### PROMPT
Reproduce every line of the data below verbatim, changing nothing.

***** RECORDS FOR THIS TASK *****

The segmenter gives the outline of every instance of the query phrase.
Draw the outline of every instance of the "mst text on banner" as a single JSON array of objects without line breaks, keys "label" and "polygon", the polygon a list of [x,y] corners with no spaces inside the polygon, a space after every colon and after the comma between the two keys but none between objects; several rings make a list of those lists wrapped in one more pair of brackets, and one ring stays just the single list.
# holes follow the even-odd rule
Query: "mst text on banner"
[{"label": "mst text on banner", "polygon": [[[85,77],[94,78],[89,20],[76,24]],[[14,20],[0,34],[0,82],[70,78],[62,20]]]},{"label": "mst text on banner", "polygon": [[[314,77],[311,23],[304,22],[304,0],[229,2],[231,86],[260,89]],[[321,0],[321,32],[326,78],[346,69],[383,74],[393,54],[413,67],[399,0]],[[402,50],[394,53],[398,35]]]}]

*****

### EXERCISE ANSWER
The segmenter gives the outline of every instance of the query phrase.
Draw the outline of every instance of the "mst text on banner" as a single JSON array of objects without line breaks, keys "label" and "polygon", the polygon a list of [x,y] corners with no spaces inside the polygon, a space after every colon and after the comma between the two keys but none between objects; several rings make a list of those lists wrapped in one more pair of brackets, and one ring stays just the single list.
# holes follow the even-odd rule
Query: "mst text on banner"
[{"label": "mst text on banner", "polygon": [[[85,77],[94,78],[89,20],[76,24]],[[14,20],[0,34],[0,82],[70,78],[62,20]]]},{"label": "mst text on banner", "polygon": [[[314,77],[311,23],[304,22],[304,0],[229,2],[231,86],[260,89]],[[321,0],[321,32],[326,78],[346,69],[383,74],[393,54],[413,67],[399,0]],[[402,50],[394,53],[398,35]]]}]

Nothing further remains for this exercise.